_LISTING_.
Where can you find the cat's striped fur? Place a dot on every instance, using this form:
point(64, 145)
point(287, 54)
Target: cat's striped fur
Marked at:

_SHORT TASK_.
Rewrite the listing above, swapping each "striped" for "spotted" and leaving every other character as it is.

_WORKED SOLUTION_.
Where can you find the cat's spotted fur? Place a dot on every instance, using this form:
point(64, 145)
point(287, 54)
Target: cat's spotted fur
Marked at:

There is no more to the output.